→ **TO DO**
Please count, in the material below, each line containing "Query", and report only the number.

→ **DATASET EXCERPTS**
Start of Block

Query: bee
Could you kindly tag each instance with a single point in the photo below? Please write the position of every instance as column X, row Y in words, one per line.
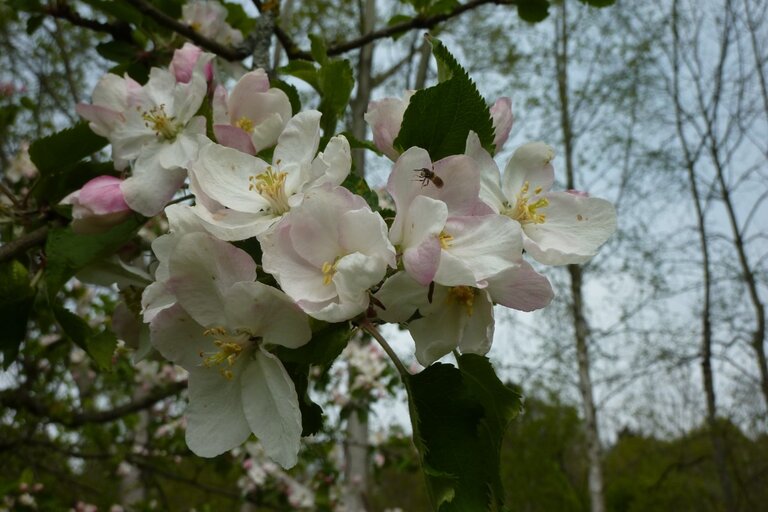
column 426, row 175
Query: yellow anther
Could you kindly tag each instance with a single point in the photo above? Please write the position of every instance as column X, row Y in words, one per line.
column 245, row 124
column 462, row 295
column 526, row 212
column 445, row 240
column 163, row 125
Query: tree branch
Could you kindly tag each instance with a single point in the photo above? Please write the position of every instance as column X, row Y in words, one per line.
column 18, row 399
column 119, row 31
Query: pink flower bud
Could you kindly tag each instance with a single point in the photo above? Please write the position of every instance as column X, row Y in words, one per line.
column 97, row 206
column 501, row 113
column 186, row 59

End of Block

→ **WORKED SOLUTION**
4